+++ Testo dell'esercizio +++

Effetti benefici si registrano anche sui valori di emoglobina glicata (HbA1c), il parametro che indica i valori medi delle glicemie degli ultimi 90 giorni: dopo 8 settimane di esercizio fisico diminuisce il livello di HbA1c nei soggetti in movimento rispetto ai ‘sedentari’, indipendentemente dalla perdita di peso.
Quando si allena un soggetto diabetico è bene avere alcune accortezze; occorre prima verificare la sua idoneità, cioè le sue condizioni cardiocircolatorie e la eventuale presenza di complicanze; poi occorre soprattutto assegnare l’attività fisica da svolgere, in base al tipo di terapia in atto (dieta, ipoglicemizzanti orali, Insulina) e all’orario di assunzione o somministrazione del farmaco; è tassativo ad esempio, in caso di terapia con insulina ad azione rapida, svolgere l’attività fisica solo dopo la fine del suo effetto (in media tre/quattro ore), come sarà opportuno altresì ridurre la sua posologia nella somministrazione successiva, per evitare l’insorgenza di pericolose crisi ipoglicemiche.
È buona norma prescrivere l’esercizio fisico, indicando la frequenza e la durata degli allenamenti, la loro intensità e la tipologia, solo dopo aver motivato il paziente e aver indicato degli obiettivi a breve e lungo termine e mettendolo in condizioni di sentirsi sempre a proprio agio, in un ambiente rilassante, non competitivo e professionalmente qualificato; è qui infatti che convergono le competenze del medico dello Sport e quelle del laureato in Scienze Motorie; il primo dovrà interfacciarsi col diabetologo di riferimento, il secondo curare il corretto svolgimento degli esercizi. Ad esempio, il medico dovrà individuare la frequenza cardiaca di allenamento in base all’obiettivo che ci si prefigge, a seconda che si voglia ottenere un significativo dimagrimento, oppure prevalentemente un controllo della glicemia, oppure entrambi i risultati, e il preparatore dovrà curare che il paziente si mantenga, durante la seduta, entro questo parametro. È stato appurato che il fenomeno dell’abbandono si verifica mediamente entro i primi tre mesi, successivamente l’apprezzamento dei benefici conseguiti lo rende molto meno frequente.

+++ Estratti del dataset +++

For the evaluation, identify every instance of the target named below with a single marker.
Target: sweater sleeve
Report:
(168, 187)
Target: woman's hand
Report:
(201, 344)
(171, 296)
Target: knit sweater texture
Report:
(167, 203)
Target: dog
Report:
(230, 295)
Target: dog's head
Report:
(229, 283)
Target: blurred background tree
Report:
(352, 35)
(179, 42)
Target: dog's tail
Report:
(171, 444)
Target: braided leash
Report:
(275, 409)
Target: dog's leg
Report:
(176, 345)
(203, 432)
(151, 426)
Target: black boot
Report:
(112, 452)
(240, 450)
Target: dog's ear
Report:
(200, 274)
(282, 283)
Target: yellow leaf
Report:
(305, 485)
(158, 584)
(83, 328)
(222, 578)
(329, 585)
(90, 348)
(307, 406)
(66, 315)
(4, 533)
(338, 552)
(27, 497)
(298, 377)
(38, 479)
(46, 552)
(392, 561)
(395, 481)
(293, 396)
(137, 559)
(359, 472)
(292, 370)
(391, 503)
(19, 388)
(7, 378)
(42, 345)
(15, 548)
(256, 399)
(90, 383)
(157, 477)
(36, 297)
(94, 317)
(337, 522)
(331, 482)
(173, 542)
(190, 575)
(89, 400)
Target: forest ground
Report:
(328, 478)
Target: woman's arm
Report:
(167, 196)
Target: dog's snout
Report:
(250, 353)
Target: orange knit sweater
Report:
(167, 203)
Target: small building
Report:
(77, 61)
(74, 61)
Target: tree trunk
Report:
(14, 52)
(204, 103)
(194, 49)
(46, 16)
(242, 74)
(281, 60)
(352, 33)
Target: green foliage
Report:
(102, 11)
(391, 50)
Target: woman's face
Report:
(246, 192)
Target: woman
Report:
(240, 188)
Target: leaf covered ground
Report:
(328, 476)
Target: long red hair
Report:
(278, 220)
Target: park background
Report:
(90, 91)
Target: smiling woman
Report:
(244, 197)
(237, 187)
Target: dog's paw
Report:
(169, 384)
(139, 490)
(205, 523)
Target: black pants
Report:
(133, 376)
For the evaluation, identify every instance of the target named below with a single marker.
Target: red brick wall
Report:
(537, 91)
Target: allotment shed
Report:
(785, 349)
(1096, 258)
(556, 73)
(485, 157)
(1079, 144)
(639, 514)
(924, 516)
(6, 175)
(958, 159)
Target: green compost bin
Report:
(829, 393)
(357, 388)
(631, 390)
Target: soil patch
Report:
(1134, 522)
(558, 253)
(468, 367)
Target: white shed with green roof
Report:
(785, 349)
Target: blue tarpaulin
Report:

+++

## Lavoro richiesto
(1) Rispondi alle domande sul testo su diabete ed esercizio fisico.
(a) Dopo quante settimane di esercizio fisico diminuisce il livello di HbA1c?
(b) In caso di terapia con insulina ad azione rapida, quanto dura in media il suo effetto?
(c) Entro quanto tempo si verifica mediamente il fenomeno dell'abbandono?
(2) Prosegui il testo su diabete ed esercizio fisico dopo la sua ultima frase.
Le voci non servono per svolgere il lavoro.

## Risposte in ordine
(1)
(a) Dopo 8 settimane.
(b) In media tre/quattro ore.
(c) Entro i primi tre mesi.

(2)
Per molto tempo si è pensato che gli esercizi di potenza (pesistica, velocità, forza) potessero rappresentare un rischio per il paziente diabetico, ma recenti studi hanno dimostrato che, se eseguiti sotto la supervisione di un esperto, questi esercizi possono essere svolti in sicurezza e anzi sono complementari a quelli più collaudati di resistenza. Il programma di allenamento dovrà prevedere un graduale incremento dei carichi di lavoro in modo da creare quegli adattamenti salutari, sia a livello muscolare che metabolico, che porteranno a un migliore stato di salute generale e a una riduzione dell’assunzione dei farmaci o delle unità di Insulina abitualmente somministrate, cosa questa, in generale, molto gradita dai pazienti.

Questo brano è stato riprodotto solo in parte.